──────── GIVEN INFORMATION ────────
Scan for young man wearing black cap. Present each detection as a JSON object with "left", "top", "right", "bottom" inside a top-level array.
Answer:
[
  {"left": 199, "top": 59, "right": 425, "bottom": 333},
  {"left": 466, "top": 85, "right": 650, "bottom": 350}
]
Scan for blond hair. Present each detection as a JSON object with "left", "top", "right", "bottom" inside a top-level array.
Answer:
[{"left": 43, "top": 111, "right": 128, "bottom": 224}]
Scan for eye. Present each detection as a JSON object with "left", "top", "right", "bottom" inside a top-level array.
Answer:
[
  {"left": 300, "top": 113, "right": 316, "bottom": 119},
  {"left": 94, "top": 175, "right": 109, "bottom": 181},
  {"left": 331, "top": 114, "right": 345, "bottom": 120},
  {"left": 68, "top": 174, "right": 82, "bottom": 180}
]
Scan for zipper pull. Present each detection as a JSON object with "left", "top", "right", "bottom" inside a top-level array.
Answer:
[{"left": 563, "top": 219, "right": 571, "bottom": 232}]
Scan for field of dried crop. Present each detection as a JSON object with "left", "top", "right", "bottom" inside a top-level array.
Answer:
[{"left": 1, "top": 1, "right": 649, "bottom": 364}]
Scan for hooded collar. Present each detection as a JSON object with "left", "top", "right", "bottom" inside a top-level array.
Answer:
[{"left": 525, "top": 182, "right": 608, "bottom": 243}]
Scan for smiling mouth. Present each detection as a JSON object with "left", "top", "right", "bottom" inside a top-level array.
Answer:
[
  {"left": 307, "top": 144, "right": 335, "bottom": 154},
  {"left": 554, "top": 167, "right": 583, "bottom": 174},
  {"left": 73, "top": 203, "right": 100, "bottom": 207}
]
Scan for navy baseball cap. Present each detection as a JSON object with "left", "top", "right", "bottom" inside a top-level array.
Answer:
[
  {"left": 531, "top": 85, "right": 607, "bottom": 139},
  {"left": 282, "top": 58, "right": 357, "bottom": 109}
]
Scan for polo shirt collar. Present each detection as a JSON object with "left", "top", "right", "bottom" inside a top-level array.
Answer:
────────
DESCRIPTION OF THE TASK = A single number is the whole answer here: the number of lines in the data that include "detection".

EXERCISE RESPONSE = 9